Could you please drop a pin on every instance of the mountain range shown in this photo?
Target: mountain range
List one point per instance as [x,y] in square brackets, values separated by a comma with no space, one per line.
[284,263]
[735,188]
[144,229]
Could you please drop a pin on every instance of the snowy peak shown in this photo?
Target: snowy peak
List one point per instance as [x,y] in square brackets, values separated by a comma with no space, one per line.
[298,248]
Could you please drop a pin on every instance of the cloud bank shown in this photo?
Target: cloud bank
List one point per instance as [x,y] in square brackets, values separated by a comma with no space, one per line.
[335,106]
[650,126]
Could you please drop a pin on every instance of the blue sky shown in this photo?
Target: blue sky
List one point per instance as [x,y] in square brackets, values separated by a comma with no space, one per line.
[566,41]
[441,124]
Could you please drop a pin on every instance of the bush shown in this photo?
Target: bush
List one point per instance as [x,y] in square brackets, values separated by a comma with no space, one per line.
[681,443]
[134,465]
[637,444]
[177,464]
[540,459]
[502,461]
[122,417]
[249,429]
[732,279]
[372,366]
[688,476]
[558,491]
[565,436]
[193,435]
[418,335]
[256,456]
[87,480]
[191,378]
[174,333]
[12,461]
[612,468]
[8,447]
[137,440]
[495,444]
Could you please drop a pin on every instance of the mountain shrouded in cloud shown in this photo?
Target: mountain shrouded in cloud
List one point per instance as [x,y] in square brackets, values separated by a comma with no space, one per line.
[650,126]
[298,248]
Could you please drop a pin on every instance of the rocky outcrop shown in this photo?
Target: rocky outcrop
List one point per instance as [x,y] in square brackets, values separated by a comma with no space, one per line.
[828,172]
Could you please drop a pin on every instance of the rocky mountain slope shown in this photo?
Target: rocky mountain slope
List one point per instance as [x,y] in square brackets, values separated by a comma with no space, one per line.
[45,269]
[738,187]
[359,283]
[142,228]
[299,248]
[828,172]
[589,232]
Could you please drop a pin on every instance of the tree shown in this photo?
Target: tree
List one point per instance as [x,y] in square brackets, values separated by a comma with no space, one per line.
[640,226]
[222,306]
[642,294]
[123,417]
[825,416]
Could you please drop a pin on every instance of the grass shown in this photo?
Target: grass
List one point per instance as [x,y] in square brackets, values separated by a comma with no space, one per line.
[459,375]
^^^^
**Stated task:** Transcribe all of the material exactly. Omit nothing.

**Problem solution:**
Could you please drop a pin on every instance of the mountain range shown in this photo?
Target: mountain range
List one point per instance as [x,y] in square brackets, values separated by a comma with no space, one per line.
[284,263]
[735,188]
[144,229]
Could you please drop a pin on every instance of the snowy peak shown in this photo?
Target: snowy peak
List one point per instance as [x,y] in square brackets, values separated by a comma with no space, one per line.
[298,248]
Could you please drop a pin on every instance of the cloud bank shown in this photo?
Target: cloud bank
List one point per instance as [x,y] in square brackets, values separated by a comma with no space, one per line.
[335,106]
[650,126]
Could you please drop a pin on every instance of the blue sky shown in this photo?
Target: blue sky
List one point per instance as [x,y] in square brackets, values separated by a comma with no space, one per line.
[566,41]
[441,124]
Could you please drop a pin on every instance of the bush shown in this photo?
Target: bush
List one point per instance as [x,y] in square brackets, values separated by a comma with no space, one per line.
[681,443]
[134,465]
[637,444]
[177,464]
[540,459]
[502,461]
[122,417]
[249,429]
[732,279]
[372,366]
[688,476]
[558,491]
[565,436]
[193,435]
[418,335]
[256,456]
[87,480]
[191,378]
[174,333]
[12,461]
[612,468]
[8,447]
[137,440]
[495,444]
Could you please drop a pin on every instance of the mountain shrouded in cloud shown in this photo?
Target: mountain shrouded in cloud
List one point per instance as [x,y] in square brackets, values separated by a comma with no space, one per line.
[650,126]
[298,248]
Could you please drop a pin on every instance of the rocky outcrop shown in this photo?
Target: rocky outcrop
List one point per instance as [x,y] in square brackets, values separated by a comma with no space, one per line.
[828,172]
Could you please drop a pin on every instance of the rocky mountain slope shown in this photo?
Target: rocky mountain slope
List one point per instance as [x,y] in square brackets, values separated by a comma with no space, one per line.
[45,269]
[738,187]
[359,283]
[142,228]
[299,248]
[828,172]
[589,232]
Could you please drop a pin on every instance of the tree shown in this photo?
Target: tree
List one point per instance as [x,y] in square brackets, values separated by a comma with no space, one per line.
[640,226]
[222,306]
[642,294]
[123,417]
[825,416]
Could you please drop a pin on every instance of the grass shown in this photo?
Target: grass
List one point per instance as [x,y] in square brackets, values separated by a comma with no space, one per line.
[459,375]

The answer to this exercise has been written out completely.